Excerpted passage
==================================================

But throughout my life, inside and out of law enforcement, I have come to the firm rationale that what makes a competent and professional law enforcement officer is not the myriad technological capabilities surrounding the profession, but it’s what the individual officer does with themselves while on the job. It is the attitude, caring, temperament, and maturity that the officer brings to the job day-to-day that makes all the difference. Arrogance, anger, and cynicism are the enemy of the law enforcement professional and the Golden Rule of “treat others as you would be treated” is the safeguard of them.

I have observed people with rich professional pedigrees and extensive training and education display the most malfeasant and unprofessional of activities. I have seen LEOs from administration to street cop show far more interest in the politics of policing dog poop at the park than performing a proper investigation into the murder of citizens of their jurisdiction. I have witnessed federal officers show less concern for the competence of their job than a crossing guard on a quiet street.

I wish to humbly ask those good people of this great nation to come into law enforcement and do good work. Brave the dangers and face the fears that are ever present and very real. Let the abuse that will be hurled at you wash off your heart like rain off the feathers of a duck. Leave each shift with a clean conscious even if your muscles ache and are bruised. Stand for the nameless of the community while the politics of the named roar in the headlines. Stay humble in the face of praise and temper your judgement of your fellows with the knowledge that you weren’t in their shoes and remember that harsh judgement of your actions may be just one call for service away.

I pray that you stay whole and safe, both in body and soul. It truly was an honor to serve and I am eternally thankful I had the opportunity.

==================================================

Provided records

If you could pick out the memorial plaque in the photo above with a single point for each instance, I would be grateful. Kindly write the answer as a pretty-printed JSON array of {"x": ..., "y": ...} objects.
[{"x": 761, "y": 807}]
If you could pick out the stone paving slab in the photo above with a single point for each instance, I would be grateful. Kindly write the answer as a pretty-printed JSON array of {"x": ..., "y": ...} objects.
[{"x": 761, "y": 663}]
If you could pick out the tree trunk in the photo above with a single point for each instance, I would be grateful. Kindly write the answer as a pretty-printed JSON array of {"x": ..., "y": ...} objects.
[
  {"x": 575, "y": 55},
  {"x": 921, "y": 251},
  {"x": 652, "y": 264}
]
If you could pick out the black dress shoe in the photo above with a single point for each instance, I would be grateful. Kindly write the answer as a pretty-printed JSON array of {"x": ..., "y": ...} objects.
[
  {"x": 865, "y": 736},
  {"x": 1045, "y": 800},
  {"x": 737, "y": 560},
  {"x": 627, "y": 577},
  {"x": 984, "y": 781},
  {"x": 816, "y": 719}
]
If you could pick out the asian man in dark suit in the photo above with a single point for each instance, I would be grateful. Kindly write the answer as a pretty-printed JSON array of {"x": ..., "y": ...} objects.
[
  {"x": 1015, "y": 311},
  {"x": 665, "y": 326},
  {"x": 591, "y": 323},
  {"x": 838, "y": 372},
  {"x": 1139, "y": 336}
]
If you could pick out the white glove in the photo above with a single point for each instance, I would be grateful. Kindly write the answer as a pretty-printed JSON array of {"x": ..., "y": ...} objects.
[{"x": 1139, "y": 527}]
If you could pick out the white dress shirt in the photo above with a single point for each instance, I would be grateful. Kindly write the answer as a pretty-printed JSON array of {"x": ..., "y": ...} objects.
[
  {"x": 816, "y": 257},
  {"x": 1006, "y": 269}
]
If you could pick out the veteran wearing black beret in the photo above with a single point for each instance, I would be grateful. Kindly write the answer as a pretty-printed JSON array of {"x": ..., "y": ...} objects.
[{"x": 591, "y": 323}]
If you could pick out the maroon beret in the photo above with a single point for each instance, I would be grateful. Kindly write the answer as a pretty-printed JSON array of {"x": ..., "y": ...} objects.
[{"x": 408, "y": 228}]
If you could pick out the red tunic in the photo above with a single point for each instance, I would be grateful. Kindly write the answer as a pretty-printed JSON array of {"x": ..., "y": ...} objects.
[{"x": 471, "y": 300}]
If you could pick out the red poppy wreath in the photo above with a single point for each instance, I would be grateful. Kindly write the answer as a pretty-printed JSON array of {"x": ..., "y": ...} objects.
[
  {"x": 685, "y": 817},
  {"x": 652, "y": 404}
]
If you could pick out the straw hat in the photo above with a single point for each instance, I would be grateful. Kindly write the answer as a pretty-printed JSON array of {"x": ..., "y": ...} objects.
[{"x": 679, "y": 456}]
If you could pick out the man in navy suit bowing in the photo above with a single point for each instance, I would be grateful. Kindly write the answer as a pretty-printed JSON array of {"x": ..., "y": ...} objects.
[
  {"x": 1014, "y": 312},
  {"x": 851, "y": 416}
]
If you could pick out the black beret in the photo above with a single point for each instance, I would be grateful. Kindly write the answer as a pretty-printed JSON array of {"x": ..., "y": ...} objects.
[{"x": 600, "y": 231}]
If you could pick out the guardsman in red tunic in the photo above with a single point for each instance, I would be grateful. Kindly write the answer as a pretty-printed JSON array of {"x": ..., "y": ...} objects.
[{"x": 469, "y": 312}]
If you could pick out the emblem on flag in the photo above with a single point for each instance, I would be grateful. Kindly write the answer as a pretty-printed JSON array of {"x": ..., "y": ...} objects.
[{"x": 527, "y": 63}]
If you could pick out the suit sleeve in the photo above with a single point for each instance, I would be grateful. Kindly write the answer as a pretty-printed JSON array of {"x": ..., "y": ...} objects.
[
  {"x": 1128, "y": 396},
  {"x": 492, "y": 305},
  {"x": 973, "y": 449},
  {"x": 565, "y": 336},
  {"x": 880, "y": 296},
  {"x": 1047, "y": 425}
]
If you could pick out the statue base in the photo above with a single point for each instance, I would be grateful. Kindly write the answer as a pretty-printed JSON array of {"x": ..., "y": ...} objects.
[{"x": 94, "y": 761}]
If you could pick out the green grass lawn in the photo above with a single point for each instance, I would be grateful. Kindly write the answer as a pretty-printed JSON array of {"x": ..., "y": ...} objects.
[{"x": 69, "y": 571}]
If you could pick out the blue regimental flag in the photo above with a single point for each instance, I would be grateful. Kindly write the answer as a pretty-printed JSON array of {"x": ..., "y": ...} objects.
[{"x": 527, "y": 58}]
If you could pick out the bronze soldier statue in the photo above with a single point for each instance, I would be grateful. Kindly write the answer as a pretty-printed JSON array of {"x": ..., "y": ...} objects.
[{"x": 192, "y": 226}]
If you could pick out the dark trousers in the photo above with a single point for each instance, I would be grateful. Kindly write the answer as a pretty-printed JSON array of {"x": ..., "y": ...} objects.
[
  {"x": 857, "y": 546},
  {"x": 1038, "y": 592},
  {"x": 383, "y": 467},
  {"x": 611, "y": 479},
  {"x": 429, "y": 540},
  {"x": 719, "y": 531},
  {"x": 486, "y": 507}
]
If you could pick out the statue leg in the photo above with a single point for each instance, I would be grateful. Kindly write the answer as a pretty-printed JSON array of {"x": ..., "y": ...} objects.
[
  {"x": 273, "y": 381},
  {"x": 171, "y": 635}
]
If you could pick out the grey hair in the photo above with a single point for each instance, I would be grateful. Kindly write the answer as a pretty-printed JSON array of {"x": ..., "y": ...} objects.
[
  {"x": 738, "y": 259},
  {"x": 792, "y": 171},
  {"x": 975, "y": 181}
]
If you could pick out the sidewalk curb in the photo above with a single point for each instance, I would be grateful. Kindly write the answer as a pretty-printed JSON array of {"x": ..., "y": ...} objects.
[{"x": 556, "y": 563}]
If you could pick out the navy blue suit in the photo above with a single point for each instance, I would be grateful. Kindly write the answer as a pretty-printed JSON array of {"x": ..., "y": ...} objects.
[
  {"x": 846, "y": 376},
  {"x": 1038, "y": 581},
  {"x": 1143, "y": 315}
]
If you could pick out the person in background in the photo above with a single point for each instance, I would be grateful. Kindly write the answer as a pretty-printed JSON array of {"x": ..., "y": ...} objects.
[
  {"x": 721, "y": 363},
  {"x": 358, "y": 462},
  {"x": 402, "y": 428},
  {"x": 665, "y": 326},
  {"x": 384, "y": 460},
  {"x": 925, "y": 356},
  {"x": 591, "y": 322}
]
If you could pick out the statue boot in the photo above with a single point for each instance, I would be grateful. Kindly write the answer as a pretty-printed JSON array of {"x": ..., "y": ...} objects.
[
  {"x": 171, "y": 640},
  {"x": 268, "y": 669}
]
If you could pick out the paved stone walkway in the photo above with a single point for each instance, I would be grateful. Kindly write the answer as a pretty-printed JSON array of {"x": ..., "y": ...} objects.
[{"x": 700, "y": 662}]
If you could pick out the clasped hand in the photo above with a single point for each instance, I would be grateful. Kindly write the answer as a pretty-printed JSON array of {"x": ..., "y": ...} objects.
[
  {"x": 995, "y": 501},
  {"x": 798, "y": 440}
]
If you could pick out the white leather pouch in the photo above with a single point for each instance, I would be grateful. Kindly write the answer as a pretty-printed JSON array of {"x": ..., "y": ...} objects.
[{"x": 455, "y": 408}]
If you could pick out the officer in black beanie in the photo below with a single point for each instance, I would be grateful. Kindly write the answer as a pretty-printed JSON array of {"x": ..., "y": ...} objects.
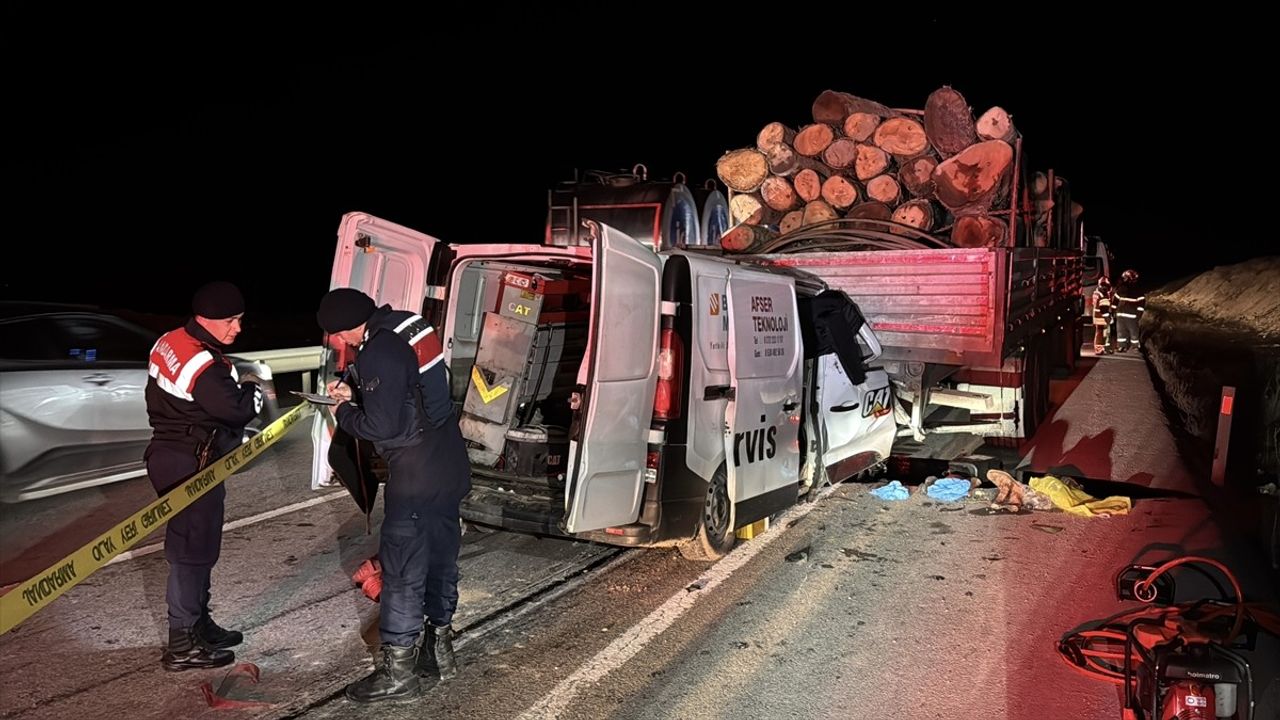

==================================================

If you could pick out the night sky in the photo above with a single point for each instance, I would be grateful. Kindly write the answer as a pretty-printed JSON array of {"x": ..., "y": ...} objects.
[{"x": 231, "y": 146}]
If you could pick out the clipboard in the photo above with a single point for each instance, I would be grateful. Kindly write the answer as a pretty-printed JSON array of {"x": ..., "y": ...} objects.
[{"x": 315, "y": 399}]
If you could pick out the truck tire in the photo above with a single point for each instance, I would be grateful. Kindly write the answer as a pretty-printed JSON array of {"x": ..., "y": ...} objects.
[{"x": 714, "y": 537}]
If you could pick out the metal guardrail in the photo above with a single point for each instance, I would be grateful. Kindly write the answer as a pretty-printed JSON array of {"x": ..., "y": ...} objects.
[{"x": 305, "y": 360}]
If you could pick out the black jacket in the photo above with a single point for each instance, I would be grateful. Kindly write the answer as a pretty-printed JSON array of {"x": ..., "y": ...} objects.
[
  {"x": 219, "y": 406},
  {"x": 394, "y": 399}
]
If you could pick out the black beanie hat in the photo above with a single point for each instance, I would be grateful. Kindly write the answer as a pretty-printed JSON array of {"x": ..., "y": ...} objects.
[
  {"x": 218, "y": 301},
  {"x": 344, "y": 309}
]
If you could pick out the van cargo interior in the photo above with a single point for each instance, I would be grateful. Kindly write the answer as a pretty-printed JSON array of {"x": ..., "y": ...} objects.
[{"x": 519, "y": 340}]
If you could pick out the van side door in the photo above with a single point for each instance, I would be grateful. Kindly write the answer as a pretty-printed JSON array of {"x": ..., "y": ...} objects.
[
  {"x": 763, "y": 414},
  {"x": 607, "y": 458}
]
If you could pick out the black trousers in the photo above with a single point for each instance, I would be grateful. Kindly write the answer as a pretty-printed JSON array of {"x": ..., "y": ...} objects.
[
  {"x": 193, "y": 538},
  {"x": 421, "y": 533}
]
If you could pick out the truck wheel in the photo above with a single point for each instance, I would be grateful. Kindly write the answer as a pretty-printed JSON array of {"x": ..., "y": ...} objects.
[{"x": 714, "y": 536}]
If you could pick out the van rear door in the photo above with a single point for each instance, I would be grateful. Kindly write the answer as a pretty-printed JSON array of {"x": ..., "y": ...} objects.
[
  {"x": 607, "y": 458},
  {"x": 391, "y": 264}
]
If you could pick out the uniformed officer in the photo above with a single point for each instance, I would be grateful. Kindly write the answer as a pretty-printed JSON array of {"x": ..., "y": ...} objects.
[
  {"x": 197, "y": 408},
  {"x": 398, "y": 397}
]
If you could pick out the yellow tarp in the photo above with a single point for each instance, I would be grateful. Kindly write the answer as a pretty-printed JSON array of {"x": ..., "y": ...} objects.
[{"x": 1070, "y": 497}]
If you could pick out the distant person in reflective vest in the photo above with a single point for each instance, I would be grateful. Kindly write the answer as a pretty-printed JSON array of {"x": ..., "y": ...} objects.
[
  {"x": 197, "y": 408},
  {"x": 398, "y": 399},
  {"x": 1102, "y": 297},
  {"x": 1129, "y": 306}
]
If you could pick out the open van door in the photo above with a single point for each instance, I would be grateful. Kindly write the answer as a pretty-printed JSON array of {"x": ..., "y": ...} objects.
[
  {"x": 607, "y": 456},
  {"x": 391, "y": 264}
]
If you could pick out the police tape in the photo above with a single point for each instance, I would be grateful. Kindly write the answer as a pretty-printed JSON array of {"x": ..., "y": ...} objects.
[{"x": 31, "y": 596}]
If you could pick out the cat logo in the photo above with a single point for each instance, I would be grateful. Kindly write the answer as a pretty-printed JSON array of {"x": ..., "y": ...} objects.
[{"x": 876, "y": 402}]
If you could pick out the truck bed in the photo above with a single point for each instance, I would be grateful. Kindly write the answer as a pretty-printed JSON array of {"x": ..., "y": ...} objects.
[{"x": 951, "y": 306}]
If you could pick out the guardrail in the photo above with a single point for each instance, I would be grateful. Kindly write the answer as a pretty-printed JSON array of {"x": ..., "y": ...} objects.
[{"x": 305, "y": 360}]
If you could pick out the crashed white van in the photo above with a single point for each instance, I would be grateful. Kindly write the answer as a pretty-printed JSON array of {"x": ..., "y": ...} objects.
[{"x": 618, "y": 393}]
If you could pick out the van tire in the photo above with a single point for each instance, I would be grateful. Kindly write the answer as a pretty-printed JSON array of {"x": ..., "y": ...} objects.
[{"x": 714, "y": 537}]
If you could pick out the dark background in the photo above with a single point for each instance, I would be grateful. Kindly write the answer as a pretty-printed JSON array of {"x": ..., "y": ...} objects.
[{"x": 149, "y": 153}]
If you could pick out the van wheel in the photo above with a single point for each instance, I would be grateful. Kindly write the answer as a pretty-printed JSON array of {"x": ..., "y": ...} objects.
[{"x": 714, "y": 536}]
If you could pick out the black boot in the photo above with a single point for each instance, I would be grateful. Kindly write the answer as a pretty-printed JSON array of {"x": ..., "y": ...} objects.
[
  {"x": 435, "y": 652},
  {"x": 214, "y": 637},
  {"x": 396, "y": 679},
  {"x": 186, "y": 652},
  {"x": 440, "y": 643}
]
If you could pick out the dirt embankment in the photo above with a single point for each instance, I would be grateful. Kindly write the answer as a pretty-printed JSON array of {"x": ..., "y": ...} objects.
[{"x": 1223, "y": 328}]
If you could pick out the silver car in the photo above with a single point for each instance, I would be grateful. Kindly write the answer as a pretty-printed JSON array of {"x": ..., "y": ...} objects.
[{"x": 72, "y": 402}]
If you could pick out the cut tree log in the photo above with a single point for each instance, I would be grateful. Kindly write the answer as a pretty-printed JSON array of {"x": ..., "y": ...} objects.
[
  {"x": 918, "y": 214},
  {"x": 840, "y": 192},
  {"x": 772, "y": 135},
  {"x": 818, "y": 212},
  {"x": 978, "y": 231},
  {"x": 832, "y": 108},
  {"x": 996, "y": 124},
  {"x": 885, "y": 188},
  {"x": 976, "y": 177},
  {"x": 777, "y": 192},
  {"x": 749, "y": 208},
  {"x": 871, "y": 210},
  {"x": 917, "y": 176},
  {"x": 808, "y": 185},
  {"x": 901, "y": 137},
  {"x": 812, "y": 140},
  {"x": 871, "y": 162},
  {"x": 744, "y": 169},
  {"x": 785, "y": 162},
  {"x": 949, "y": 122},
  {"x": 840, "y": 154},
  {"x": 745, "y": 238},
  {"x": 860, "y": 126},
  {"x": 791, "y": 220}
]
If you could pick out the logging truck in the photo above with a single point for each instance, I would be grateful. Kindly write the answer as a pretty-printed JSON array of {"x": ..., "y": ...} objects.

==================================================

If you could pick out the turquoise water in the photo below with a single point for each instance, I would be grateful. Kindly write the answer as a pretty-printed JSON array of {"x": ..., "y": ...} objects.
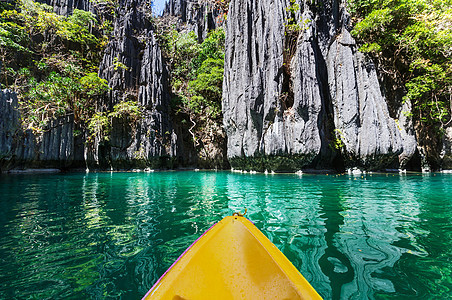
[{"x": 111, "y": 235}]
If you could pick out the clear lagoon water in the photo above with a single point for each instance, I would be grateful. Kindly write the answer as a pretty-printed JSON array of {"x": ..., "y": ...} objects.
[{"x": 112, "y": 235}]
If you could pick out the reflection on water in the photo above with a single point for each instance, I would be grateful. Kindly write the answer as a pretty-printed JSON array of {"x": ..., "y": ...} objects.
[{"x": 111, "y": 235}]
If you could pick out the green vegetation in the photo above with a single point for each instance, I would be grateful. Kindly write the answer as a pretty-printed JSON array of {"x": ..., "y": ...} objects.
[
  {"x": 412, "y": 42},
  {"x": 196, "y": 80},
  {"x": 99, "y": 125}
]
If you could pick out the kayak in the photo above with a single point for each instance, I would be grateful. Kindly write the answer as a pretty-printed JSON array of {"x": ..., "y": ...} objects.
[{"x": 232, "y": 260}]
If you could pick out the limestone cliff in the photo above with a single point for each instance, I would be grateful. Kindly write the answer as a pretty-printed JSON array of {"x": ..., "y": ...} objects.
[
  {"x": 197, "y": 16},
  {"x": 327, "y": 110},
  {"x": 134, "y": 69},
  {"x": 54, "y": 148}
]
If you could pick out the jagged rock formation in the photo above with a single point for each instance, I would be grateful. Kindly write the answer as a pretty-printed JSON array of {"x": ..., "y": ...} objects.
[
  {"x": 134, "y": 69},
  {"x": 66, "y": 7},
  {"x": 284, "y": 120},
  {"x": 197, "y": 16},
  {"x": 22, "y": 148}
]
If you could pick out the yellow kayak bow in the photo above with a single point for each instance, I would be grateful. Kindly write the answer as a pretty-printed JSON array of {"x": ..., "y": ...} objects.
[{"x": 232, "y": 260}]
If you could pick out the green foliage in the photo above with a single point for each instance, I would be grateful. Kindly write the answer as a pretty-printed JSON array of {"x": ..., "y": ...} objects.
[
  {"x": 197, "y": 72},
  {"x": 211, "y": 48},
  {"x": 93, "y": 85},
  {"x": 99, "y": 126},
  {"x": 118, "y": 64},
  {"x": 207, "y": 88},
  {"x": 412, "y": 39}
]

==================================================

What you will do
A) Please reproduce word for word the part of the passage on law enforcement starting at "I have observed" and ending at "a quiet street.".
B) Answer these questions from the passage on law enforcement:
(i) Which three things does it call the enemy of the law enforcement professional?
(ii) Whose concern for the competence of their job does it say some federal officers showed less of?
(iii) What should the hurled abuse wash off the heart like?
The records above come from a separate source.

Task solutions
A)
I have observed people with rich professional pedigrees and extensive training and education display the most malfeasant and unprofessional of activities. I have seen LEOs from administration to street cop show far more interest in the politics of policing dog poop at the park than performing a proper investigation into the murder of citizens of their jurisdiction. I have witnessed federal officers show less concern for the competence of their job than a crossing guard on a quiet street.

B)
(i) Arrogance, anger, and cynicism.
(ii) A crossing guard on a quiet street.
(iii) Like rain off the feathers of a duck.